**Required task**: Please write the next few sentences of the patent description about the heated window with a moisture sensor, picking up after its final sentence below.

**Selected passage**:
┌──

Heated window with a moisture sensor having a high impedance

Abstract

A window has a heating grid and a moisture sensor formed thereon for connection to a detector which automatically controls the heating. The sensor has an output terminal and another terminal connected to a heating conductor, the sensor being positioned outwardly of the heating grid with the area of the sensor including the output terminal lying in the heating zone. Advantageously the outer limit of the sensor is closely adjacent the outer limit of the heating zone. The output terminal is positioned between the outward limit of the sensor electrodes and the boundary heating conductor. A shield electrode connected to the heating conductor may be provided. The sensor may be located between a pair of heating conductors adjacent a heating grid collector with one electrode connected to the conductors. For deep windows, the sensor may be located in an offset branched section of a boundary heating conductor.

Description

The present invention relates to a window equipped with a printed heating network or grid which is controlled by means of a moisture detector designed to detect the presence of a deposit capable of obscuring visibility.

Windows of this type are known. They comprise one or more sensors which are located at a distance from the heating network or grid corresponding to the limit of the region cleared by the latter and which are connected to a control circuit so as to trigger the heating system when this region is clouded over but to interrupt it as soon as the region has been cleared. According to the method currently considered the most satisfactory, the sensor is produced by the silk screen technique at the same time as the heating network and its electrodes are reinforced and then protected in the same way by means of a deposit of copper and nickel. These sensors generally consist of two electrodes in the form of interdigitated combs defining an active zone disposed astride the border of the heated region and the teeth of which are preferably vertical.

The two combs can each be connected to a free terminal, but it is preferable, both to reduce the cost and also to reduce the size of the detector, to connect one of the electrodes directly to ground by one of the collectors of the heating network or, alternatively, to connect this electrode as close as possible to one of the printed resistive bands or conductors constituting this network; this being achieved at the cost of certain precautions involved in the design of the electronic control circuits used therewith. This solution is especially suitable when two separate sensors are used or when, for example, the sensor is placed on the axis of the window at the upper part of the region to be cleared. In this latter case, the lower part of the electrodes is located in the immediate vicinity of the upper resistive band or conductor which is advantageously used as the terminal for one of the combs. The effective heating range of this resistive band covers a width of 15 to 20 millimeters on either side and the upper part of the sensor is located approximately 20 or 25 millimeters from the resistive band.

Although the electrodes are minimally soluble, it is preferable to carry out detection by means of an alternating signal and to DC isolate each sensor by means of a capacitance mounted in series with each free terminal so as to eliminate continuous voltages produced between the detection circuit and the heating network as these voltages are capable of causing troublesome polarization and sometimes chemical damage. Even with alternating current, the presence of moisture is detected through the variation in the resistance of the sensor. It is important to select a very high detection threshold, for example, between 10.sup.5 and 10.sup.6 ohms. It has been found that this not only increases the stability of operation but it also saves energy owing to more rapid detection of a moisture deposit.

└──

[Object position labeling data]

┌──

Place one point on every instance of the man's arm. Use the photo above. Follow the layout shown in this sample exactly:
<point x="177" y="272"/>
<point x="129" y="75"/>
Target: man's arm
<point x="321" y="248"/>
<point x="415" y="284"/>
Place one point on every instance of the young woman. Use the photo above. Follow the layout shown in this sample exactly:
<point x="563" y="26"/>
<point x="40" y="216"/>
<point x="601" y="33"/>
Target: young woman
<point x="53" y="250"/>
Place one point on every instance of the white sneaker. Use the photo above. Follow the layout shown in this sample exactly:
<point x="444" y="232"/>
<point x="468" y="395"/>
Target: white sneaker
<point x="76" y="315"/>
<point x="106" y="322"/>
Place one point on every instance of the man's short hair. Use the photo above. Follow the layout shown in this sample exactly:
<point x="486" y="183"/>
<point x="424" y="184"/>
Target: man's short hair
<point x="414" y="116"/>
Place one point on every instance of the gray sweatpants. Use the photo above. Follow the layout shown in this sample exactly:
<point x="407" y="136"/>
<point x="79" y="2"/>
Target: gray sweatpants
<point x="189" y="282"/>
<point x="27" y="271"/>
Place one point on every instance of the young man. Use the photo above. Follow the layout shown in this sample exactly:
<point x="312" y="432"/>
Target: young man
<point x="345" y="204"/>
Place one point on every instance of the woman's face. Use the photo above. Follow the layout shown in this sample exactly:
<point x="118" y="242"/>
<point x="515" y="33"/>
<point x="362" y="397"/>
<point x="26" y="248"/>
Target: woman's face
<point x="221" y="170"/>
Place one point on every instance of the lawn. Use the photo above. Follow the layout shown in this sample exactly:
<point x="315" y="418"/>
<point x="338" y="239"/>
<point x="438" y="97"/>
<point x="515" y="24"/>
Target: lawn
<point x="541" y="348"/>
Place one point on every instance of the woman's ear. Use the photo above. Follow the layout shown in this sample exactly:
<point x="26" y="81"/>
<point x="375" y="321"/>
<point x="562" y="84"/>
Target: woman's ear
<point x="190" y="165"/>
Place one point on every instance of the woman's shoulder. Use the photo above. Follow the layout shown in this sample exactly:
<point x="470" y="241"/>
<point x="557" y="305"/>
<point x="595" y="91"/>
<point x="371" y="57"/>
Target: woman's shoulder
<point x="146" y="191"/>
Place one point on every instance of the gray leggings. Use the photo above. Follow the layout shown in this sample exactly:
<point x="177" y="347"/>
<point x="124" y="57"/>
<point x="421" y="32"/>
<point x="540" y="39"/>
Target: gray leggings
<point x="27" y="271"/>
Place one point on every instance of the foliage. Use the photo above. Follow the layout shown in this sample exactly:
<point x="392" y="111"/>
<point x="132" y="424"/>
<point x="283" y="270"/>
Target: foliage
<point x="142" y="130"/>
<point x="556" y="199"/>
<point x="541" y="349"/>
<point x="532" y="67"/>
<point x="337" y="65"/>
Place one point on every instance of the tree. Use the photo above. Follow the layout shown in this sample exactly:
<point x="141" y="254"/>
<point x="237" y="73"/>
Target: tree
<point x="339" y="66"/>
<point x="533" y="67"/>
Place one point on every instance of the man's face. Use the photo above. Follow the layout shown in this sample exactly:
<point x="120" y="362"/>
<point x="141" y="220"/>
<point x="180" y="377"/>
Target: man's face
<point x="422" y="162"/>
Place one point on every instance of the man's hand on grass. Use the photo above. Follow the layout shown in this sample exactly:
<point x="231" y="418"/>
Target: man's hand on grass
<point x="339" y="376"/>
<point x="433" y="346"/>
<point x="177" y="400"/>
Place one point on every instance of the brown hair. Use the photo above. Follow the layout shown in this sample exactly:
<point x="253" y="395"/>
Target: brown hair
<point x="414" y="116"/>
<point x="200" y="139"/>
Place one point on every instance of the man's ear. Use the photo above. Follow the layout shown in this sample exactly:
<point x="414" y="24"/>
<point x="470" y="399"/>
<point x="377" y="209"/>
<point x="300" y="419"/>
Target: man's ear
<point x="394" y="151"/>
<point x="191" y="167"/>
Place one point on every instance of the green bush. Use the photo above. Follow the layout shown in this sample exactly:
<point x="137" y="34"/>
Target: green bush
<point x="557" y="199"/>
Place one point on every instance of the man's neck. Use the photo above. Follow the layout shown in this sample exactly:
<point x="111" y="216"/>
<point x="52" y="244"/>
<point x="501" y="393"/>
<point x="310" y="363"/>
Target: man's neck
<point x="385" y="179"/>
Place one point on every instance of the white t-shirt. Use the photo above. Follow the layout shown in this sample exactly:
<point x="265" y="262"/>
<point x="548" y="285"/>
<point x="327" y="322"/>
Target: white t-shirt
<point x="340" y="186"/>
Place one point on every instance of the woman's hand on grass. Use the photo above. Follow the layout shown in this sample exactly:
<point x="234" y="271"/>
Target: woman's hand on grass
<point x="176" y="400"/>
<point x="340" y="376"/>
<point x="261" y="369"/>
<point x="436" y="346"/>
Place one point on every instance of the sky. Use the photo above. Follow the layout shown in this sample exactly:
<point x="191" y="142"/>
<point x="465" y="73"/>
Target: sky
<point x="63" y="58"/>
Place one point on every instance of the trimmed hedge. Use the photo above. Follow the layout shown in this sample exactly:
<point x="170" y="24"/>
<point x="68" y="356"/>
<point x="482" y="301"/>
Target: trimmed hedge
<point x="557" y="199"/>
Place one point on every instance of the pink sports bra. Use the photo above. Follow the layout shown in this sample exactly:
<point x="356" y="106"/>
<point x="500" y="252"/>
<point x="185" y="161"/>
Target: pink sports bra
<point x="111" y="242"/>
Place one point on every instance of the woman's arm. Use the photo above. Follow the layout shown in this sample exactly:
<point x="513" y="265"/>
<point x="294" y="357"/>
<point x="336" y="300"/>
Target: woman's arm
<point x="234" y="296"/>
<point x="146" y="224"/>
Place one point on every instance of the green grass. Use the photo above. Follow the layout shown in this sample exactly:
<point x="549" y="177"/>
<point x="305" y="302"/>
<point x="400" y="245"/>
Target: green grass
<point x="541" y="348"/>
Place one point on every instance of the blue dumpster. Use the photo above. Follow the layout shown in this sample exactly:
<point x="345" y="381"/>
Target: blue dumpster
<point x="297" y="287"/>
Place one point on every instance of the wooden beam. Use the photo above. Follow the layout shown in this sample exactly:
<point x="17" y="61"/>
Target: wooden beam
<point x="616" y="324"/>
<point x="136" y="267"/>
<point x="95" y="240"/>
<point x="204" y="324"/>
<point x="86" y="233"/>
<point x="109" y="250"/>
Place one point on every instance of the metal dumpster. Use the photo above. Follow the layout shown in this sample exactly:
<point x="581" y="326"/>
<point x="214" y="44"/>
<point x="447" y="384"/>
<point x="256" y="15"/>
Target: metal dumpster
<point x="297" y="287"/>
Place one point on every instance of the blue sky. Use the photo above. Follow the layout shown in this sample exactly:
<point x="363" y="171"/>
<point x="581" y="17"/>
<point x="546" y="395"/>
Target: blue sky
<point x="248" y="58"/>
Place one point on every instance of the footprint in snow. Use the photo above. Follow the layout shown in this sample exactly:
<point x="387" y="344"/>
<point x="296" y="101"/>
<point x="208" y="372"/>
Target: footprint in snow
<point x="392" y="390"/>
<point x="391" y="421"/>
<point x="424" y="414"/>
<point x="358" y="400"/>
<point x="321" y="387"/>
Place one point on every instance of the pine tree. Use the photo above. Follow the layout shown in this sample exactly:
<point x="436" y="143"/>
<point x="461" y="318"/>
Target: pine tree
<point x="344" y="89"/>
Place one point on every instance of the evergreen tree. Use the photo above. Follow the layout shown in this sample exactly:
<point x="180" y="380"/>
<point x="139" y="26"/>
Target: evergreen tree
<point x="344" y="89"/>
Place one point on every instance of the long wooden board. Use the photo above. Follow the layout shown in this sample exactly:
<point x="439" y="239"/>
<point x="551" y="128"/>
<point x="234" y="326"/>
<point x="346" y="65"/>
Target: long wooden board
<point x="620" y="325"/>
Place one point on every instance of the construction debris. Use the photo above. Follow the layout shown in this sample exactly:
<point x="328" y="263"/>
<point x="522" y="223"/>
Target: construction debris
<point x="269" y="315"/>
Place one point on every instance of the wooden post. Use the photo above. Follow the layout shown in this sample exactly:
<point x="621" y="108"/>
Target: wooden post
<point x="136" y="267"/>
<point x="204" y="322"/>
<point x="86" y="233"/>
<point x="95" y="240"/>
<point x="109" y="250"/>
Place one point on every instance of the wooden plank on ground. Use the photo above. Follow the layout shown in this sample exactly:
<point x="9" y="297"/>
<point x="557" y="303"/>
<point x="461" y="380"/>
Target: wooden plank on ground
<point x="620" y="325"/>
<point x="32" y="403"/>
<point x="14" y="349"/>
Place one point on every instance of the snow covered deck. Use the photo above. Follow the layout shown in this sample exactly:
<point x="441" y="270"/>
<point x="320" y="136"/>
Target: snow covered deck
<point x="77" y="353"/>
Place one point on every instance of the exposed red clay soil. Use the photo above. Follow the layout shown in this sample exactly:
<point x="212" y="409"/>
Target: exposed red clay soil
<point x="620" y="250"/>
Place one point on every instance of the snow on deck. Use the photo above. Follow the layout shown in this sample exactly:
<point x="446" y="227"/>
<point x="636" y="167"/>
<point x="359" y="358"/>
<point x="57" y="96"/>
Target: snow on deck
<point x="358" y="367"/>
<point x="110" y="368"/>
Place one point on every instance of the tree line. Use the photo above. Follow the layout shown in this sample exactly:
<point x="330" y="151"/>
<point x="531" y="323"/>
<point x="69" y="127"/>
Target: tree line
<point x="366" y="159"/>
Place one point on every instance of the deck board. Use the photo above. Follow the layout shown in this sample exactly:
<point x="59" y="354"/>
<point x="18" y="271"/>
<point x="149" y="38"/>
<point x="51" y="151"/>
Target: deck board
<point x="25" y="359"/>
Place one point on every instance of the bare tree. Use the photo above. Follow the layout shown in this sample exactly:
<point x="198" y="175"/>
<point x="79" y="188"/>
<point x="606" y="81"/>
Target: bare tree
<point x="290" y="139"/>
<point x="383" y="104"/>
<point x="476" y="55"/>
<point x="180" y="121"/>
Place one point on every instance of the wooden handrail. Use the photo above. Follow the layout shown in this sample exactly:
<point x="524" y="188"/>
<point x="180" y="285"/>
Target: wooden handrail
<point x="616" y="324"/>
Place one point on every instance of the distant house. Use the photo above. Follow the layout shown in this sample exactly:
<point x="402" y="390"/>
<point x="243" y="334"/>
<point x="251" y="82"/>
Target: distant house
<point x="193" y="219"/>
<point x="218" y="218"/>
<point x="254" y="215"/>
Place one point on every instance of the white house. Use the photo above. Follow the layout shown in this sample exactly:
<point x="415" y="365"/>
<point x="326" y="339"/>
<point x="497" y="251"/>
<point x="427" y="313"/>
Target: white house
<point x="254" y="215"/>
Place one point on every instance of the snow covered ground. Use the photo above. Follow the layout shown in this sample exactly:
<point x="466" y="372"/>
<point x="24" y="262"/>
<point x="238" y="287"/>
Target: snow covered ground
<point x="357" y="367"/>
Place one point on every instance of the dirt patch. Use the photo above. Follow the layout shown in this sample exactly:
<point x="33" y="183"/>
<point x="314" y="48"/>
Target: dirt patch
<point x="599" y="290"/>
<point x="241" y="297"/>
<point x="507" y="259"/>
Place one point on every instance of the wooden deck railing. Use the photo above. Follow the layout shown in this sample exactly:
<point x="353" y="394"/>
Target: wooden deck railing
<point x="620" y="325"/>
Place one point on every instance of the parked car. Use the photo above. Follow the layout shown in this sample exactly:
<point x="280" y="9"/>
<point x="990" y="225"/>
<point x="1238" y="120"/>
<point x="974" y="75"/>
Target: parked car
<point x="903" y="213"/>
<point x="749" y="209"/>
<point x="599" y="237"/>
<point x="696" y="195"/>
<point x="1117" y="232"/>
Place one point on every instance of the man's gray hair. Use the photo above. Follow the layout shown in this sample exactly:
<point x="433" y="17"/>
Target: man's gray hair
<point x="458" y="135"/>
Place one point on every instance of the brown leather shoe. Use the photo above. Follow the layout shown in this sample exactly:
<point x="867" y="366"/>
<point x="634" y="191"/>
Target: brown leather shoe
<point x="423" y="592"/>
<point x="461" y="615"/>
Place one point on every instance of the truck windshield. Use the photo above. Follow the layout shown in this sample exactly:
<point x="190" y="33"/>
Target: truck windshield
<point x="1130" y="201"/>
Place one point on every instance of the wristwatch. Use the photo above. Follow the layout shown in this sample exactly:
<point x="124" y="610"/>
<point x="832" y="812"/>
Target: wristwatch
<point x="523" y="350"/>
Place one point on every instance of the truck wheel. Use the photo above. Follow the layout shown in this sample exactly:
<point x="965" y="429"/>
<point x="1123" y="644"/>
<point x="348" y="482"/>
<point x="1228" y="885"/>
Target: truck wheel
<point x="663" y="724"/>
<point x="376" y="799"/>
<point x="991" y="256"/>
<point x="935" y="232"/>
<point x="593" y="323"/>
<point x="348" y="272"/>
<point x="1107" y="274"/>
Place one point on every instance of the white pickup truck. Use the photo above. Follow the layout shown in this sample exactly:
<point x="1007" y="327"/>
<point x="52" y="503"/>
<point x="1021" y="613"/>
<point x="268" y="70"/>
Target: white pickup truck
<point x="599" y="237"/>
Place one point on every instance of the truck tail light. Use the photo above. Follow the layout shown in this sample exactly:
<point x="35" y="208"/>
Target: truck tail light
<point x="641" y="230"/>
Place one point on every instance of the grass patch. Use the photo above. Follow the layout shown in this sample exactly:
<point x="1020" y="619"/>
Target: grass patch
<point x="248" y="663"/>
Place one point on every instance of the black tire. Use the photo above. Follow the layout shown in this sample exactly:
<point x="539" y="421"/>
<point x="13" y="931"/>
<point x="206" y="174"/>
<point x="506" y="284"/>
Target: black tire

└──

**Task answer**:
However, the proposed solutions have still not been completely satisfactory. After a specific period of operation the heating system may remain energized even after the visibility zone has been cleared. This phenomenon, which occurs mainly during humid weather when there are a number of occupants in the vehicle, can be attributed to the progressive formation of a wide layer of moisture in the unheated region. This conducting layer is capable of forming, at least in certain types of vehicles, a bridge between the periphery of the sensor, various points on the heating network itself and finally the framework of the window. It thus produces short circuit resistances, the value of which cannot exceed 10.sup.4 ohms, and as a result, operation is blocked if the regulating threshold selected is higher. In any event continuous annoying or even harmful components are again produced.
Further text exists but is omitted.